Source text:
# Major beetle announcement more double talk



## htg39 (Oct 2, 2011)

Dealer got an E- Mail today with the same ramp-up Stories---and that the Sold orders in the System will be ramped up Slowly especially the ones that include Suun Roofs(Whcich was only one holdup)...some of the orders might move up as much as 90 Days like mine which is now August------but no firm commitment--others with out sunroof will move up even faster.......
They did say that the dates in the System are still holding and are firm and will be updated as the Year progresses.
They have sold over 5400 Beetles---my Question how many have hit the Dealers--------I bet you its not even a 1000..
Tommorow is a Dealer Meeting in the Northeast with VW ----I would love to be there for that one when it comes to the Beetle.
My Dealer did say he knows nothing more then he did yesterday about my order, and his Rep at VW says he has no answers either that would pacify me........(and thats a Quote).....Harvey


----------



## ltlebug (Jan 12, 2012)

Dataset rows on where objects appear:
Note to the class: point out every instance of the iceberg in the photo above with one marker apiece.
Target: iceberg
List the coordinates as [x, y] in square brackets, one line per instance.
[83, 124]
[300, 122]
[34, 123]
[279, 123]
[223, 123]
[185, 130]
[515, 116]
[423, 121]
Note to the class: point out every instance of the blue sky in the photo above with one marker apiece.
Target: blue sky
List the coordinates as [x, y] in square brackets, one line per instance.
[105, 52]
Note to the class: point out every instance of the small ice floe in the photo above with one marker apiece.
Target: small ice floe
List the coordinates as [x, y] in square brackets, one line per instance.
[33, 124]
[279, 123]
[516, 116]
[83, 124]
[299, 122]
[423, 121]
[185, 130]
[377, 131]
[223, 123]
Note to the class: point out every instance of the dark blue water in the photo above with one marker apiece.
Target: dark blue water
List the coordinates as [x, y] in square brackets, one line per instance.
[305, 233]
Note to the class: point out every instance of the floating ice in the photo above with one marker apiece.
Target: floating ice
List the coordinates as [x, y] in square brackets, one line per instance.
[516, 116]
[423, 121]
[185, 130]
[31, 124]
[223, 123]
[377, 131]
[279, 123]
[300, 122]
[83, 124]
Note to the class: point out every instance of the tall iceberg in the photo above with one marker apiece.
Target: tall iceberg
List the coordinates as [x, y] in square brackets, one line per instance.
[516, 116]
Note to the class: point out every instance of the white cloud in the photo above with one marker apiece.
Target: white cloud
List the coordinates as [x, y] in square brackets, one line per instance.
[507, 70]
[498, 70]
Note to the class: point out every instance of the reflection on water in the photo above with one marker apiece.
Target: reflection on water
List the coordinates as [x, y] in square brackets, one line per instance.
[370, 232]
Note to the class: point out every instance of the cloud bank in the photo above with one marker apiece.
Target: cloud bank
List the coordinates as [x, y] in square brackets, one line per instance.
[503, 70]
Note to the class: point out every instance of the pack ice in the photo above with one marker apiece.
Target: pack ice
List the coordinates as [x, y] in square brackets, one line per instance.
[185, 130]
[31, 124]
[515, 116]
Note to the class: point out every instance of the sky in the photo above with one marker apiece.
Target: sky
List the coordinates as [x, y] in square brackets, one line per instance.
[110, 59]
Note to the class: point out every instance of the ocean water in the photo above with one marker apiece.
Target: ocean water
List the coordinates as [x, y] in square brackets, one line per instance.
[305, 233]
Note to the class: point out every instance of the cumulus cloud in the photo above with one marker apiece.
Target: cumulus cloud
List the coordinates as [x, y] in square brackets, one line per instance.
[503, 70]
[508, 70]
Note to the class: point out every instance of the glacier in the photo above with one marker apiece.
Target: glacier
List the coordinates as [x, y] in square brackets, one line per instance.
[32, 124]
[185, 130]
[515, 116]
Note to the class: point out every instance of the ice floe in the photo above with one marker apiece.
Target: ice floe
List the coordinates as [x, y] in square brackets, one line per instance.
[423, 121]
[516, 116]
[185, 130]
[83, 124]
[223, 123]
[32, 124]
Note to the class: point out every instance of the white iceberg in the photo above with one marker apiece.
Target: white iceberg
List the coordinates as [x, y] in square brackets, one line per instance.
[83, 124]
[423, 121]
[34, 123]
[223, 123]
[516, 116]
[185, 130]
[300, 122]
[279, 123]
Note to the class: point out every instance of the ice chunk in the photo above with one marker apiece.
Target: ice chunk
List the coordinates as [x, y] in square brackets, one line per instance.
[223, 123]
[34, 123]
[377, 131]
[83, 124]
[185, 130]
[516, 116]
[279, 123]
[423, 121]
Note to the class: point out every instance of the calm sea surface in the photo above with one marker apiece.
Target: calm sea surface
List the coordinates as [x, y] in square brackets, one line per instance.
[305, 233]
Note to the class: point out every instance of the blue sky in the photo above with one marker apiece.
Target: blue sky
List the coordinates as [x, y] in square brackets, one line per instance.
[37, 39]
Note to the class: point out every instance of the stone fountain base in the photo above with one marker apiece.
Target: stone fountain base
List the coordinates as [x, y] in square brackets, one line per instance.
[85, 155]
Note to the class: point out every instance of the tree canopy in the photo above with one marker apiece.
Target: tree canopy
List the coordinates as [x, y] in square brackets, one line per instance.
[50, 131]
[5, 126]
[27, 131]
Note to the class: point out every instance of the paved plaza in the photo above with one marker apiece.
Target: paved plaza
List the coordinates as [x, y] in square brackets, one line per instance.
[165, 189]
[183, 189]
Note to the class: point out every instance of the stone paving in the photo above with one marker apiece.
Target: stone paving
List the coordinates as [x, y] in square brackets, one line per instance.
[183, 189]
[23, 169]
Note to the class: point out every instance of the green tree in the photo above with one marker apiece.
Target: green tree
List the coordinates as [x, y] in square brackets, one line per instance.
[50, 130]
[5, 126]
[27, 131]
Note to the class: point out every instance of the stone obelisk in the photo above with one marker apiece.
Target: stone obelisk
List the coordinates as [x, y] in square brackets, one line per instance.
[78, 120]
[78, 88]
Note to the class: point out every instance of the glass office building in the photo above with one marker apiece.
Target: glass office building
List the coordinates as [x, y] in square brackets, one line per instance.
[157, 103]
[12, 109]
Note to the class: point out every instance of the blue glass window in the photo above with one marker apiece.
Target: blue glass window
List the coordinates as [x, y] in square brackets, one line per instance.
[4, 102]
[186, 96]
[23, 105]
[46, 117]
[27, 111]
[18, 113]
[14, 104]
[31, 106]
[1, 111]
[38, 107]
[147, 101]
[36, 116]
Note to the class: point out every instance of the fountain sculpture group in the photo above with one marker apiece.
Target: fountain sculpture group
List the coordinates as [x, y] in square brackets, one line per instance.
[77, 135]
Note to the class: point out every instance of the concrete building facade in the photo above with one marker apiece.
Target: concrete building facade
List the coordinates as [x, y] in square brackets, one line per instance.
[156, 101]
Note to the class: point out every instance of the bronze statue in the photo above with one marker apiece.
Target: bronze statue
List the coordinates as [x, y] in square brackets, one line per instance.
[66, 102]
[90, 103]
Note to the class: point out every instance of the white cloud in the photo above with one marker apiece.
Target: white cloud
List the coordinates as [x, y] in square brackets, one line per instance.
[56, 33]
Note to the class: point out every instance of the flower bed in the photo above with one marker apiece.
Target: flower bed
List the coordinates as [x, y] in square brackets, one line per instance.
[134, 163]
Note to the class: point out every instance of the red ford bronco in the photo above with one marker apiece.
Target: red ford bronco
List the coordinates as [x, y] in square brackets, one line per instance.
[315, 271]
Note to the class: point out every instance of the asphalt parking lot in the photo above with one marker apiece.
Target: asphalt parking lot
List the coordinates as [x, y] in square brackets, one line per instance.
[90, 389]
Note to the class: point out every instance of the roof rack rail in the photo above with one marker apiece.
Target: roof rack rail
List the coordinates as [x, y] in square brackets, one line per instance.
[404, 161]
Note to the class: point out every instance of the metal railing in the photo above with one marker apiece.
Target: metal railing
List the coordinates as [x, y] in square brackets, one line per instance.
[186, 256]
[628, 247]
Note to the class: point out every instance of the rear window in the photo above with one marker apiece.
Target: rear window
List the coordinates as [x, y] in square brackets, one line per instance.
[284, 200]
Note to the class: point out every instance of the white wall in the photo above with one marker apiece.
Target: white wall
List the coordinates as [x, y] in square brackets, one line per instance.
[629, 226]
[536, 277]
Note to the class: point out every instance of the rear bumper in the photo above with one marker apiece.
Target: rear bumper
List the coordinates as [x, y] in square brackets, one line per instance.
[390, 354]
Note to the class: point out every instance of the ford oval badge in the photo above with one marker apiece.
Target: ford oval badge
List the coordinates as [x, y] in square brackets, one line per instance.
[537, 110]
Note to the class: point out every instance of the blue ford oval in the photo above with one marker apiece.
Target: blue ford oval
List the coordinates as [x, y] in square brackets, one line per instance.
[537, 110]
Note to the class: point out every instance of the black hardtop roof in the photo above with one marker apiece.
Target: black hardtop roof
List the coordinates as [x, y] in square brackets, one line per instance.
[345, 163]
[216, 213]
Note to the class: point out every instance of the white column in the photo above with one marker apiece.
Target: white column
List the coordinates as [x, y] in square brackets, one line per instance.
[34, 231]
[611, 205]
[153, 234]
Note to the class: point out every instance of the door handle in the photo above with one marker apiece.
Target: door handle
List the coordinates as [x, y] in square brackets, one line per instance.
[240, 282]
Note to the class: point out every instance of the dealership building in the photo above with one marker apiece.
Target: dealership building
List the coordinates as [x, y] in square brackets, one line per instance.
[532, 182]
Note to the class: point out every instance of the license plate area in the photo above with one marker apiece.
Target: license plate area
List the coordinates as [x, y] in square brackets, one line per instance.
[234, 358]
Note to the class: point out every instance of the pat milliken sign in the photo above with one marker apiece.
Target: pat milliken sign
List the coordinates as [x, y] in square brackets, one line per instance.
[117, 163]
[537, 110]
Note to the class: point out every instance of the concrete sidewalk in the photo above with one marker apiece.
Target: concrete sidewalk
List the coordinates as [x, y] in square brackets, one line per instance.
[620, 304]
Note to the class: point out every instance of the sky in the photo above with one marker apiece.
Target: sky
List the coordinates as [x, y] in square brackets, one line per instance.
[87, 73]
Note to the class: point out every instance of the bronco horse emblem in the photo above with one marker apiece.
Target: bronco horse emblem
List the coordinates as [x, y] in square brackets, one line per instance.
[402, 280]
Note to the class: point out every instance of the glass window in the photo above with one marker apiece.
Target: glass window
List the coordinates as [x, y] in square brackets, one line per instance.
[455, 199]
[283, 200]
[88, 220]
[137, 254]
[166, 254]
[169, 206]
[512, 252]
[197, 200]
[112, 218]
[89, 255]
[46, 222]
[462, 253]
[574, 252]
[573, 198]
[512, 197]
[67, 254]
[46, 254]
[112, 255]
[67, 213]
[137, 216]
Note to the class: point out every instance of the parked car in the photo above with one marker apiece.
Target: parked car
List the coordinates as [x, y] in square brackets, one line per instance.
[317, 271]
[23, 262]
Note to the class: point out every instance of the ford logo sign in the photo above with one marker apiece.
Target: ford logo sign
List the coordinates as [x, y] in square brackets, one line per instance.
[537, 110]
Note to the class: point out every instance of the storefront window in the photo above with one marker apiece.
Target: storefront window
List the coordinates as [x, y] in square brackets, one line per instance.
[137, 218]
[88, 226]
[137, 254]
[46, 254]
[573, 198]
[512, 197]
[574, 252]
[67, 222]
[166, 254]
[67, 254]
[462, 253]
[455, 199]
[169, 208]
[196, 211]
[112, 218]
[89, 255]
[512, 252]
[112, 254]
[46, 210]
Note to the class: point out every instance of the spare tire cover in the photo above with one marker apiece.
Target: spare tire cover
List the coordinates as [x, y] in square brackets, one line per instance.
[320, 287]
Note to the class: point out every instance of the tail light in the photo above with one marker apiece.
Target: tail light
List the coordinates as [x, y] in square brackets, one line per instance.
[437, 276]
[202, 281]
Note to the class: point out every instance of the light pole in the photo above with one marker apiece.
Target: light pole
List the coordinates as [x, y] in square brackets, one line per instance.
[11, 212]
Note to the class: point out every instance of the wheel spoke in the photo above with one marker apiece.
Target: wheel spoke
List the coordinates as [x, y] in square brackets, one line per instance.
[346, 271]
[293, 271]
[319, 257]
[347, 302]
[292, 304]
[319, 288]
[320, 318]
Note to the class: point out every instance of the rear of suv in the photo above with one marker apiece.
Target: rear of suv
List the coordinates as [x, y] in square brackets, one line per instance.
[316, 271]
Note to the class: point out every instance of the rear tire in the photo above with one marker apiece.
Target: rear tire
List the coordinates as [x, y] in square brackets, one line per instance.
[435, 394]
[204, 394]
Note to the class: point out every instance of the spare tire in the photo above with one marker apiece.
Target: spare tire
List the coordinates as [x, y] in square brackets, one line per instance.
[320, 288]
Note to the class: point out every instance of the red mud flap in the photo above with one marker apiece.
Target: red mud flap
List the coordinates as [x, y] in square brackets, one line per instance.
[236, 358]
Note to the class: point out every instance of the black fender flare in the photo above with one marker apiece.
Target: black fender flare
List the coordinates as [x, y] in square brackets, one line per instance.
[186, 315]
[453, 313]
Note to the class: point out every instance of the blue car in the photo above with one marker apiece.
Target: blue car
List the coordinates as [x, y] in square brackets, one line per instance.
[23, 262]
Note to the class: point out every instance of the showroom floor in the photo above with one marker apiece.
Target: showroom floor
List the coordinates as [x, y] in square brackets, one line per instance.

Given problem 1: Decide whether each statement below agrees with the Beetle forum post, answering yes or no and quoting the deciding words from the post. (a) Orders that include sunroofs will move up faster than orders without them. (b) Over 5400 Beetles have been sold. (c) The dealer knows more about the order than he did yesterday.
Given problem 2: Report every line of the records that contains the word "bank".

Worked solution 1:
(a) No: "others with out sunroof will move up even faster"
(b) Yes: "They have sold over 5400 Beetles"
(c) No: "My Dealer did say he knows nothing more then he did yesterday about my order"

Worked solution 2:
Note to the class: point out every instance of the cloud bank in the photo above with one marker apiece.
Target: cloud bank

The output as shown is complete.